• **Textauszug**
..........

A World Beyond beginnt mit einem unfassbar plastischen Bild, einer in Schärfe, Detailtiefe und Kontrastumfang perfekten Einstellung von George Clooney, auf dessen Gesicht und in dessen Jacke man jedes einzelne Härchen und Fältchen erkennen kann – lange, wirklich lange schon war ein Realbild nicht mehr derart greifbar. Und das ändert sich auch kaum in den darauf folgenden Einstellungen. Selbst in den eher dunklen Momenten zu Beginn der Weltausstellung bleibt das Bild absolut sauber, frei von jeder Unruhe und stets perfekt durchgezeichnet. Jetzt könnte man Bedenken haben, dass, sobald die digital kreierten Elemente dominieren, sich der stets krispe Eindruck ändert. Doch weit gefehlt: Die visuellen Elemente fügen sich vorzüglich ein, sind nur minimal weicher als die realen Vordergründe und bestätigen den hervorragenden Eindruck, der von Beginn an dominiert.

..........

• **Gezeigte Einträge**
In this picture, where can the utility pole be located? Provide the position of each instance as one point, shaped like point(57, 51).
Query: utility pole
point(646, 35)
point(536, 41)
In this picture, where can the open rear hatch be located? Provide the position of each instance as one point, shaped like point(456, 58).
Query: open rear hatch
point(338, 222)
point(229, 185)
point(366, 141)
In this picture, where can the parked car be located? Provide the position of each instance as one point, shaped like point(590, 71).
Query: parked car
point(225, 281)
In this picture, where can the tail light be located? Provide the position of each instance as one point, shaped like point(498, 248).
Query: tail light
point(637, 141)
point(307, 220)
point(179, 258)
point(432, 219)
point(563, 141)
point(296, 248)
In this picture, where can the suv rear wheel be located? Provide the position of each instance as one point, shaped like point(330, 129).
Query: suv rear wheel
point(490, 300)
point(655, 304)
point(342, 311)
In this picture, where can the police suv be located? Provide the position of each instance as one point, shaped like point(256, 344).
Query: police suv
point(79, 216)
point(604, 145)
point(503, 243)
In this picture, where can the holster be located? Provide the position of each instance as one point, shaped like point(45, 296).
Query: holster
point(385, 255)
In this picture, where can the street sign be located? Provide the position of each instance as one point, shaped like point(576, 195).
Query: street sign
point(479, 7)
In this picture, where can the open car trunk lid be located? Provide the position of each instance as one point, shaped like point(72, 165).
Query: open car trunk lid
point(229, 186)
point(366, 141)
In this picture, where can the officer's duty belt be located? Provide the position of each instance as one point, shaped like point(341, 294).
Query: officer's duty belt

..........

• **Aufgabenstellungen**
a - Kopiere aus dem Textauszug über die Bildqualität von A World Beyond den Abschnitt zwischen „A World Beyond“ und „Beginn an dominiert.“, beide eingeschlossen, Wort für Wort.
b - Schreibe aus den Einträgen die Zeilen zwischen der Zeile mit „In this picture, where can the suv“ und der Zeile mit „point(385, 255)“, beide eingeschlossen, unverändert ab.
Die Einträge haben mit dem Textauszug nichts zu tun.

• **Ergebnisse je Aufgabe**
a -
A World Beyond beginnt mit einem unfassbar plastischen Bild, einer in Schärfe, Detailtiefe und Kontrastumfang perfekten Einstellung von George Clooney, auf dessen Gesicht und in dessen Jacke man jedes einzelne Härchen und Fältchen erkennen kann – lange, wirklich lange schon war ein Realbild nicht mehr derart greifbar. Und das ändert sich auch kaum in den darauf folgenden Einstellungen. Selbst in den eher dunklen Momenten zu Beginn der Weltausstellung bleibt das Bild absolut sauber, frei von jeder Unruhe und stets perfekt durchgezeichnet. Jetzt könnte man Bedenken haben, dass, sobald die digital kreierten Elemente dominieren, sich der stets krispe Eindruck ändert. Doch weit gefehlt: Die visuellen Elemente fügen sich vorzüglich ein, sind nur minimal weicher als die realen Vordergründe und bestätigen den hervorragenden Eindruck, der von Beginn an dominiert.

b -
In this picture, where can the suv rear wheel be located? Provide the position of each instance as one point, shaped like point(330, 129).
Query: suv rear wheel
point(490, 300)
point(655, 304)
point(342, 311)
In this picture, where can the police suv be located? Provide the position of each instance as one point, shaped like point(256, 344).
Query: police suv
point(79, 216)
point(604, 145)
point(503, 243)
In this picture, where can the holster be located? Provide the position of each instance as one point, shaped like point(45, 296).
Query: holster
point(385, 255)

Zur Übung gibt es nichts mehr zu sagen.